··· SUPPLIED MATERIAL

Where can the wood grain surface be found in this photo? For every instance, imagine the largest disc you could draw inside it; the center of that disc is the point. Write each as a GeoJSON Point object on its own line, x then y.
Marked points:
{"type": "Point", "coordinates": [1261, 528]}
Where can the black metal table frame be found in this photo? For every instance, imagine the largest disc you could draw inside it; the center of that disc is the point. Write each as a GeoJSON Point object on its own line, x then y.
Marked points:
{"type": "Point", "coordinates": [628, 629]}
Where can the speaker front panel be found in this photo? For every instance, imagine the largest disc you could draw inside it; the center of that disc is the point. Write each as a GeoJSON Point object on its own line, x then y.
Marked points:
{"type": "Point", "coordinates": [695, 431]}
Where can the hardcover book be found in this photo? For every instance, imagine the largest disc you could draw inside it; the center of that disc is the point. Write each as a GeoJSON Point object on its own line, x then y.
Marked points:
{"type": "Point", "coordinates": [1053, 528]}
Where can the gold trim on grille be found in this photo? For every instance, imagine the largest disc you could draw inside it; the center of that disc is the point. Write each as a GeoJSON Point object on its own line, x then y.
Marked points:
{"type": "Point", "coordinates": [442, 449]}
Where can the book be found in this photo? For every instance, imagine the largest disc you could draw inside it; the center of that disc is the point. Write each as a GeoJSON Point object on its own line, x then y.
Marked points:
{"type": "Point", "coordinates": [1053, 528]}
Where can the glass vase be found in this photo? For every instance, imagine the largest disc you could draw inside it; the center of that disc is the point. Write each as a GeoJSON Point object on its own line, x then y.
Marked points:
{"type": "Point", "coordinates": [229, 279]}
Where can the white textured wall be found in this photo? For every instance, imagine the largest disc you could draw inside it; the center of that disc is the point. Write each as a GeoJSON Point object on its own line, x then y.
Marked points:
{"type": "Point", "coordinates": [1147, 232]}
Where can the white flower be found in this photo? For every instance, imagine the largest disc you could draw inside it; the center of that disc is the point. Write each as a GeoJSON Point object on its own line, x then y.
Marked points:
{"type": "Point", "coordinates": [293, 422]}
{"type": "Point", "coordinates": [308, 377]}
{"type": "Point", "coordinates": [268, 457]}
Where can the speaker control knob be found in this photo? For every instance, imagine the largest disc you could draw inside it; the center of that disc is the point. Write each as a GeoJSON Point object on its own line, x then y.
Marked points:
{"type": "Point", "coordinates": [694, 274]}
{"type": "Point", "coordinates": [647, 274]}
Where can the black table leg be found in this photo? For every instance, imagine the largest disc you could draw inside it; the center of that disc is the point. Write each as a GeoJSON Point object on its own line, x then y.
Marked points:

······

*PROBLEM STATEMENT*
Take the records above and return them exactly as written.

*WRITTEN ANSWER*
Where can the wood grain surface be found in this photo? For every instance, imagine the largest disc you could draw inside it; the center of that disc is the point. Write each as a GeoJSON Point object on its own line, x then y.
Marked points:
{"type": "Point", "coordinates": [1261, 528]}
Where can the black metal table frame be found in this photo? For every instance, imagine the largest disc you could draw inside it; the center of that disc is the point. Write each as a GeoJSON Point object on its own line, x then y.
Marked points:
{"type": "Point", "coordinates": [628, 629]}
Where can the speaker front panel be found in this photo? For every instance, imagine the largest disc you could draw inside it; the center of that disc is the point. Write each as a GeoJSON Point object on its own line, x then y.
Marked points:
{"type": "Point", "coordinates": [695, 431]}
Where can the hardcover book be found in this photo? For every instance, imagine the largest disc you could draw inside it; the center of that disc is the point. Write each as a GeoJSON Point object on its own line, x then y.
Marked points:
{"type": "Point", "coordinates": [1053, 528]}
Where can the gold trim on grille be found in this photo? For every instance, imagine the largest disc you could draw inside it; the center of that disc is the point. Write each as a GeoJSON Point object on its own line, x then y.
Marked points:
{"type": "Point", "coordinates": [442, 449]}
Where can the book be found in this photo? For every instance, imagine the largest disc you could draw inside it; the center of that disc is the point. Write each as a GeoJSON Point object on its own line, x then y.
Marked points:
{"type": "Point", "coordinates": [1053, 528]}
Where can the glass vase be found in this photo? For every instance, imagine the largest disc you could draw inside it; the center of that disc is the point. Write each as a GeoJSON Point object on its own line, x then y.
Marked points:
{"type": "Point", "coordinates": [229, 279]}
Where can the white textured wall be found in this photo? For every instance, imagine the largest disc you could draw inside it; the center of that disc is the point. Write each as a GeoJSON Point object on its own line, x then y.
Marked points:
{"type": "Point", "coordinates": [1147, 232]}
Where can the white flower be found in this photo? For every instance, imagine the largest disc you could draw inside it; the center of that disc is the point. Write each as a GeoJSON Point object on its own line, x then y.
Marked points:
{"type": "Point", "coordinates": [293, 422]}
{"type": "Point", "coordinates": [308, 377]}
{"type": "Point", "coordinates": [268, 457]}
Where can the speaker control knob be found in this photo? For every instance, imagine the largest disc you could draw inside it; the center of that disc is the point. Write each as a GeoJSON Point object on its own line, x then y.
Marked points:
{"type": "Point", "coordinates": [694, 274]}
{"type": "Point", "coordinates": [647, 274]}
Where can the black table leg be found in this photo? For every instance, imagine the largest disc you could draw inside it; the center of that disc is the point. Write each as a GeoJSON Point object on its own line, x then y.
Marked points:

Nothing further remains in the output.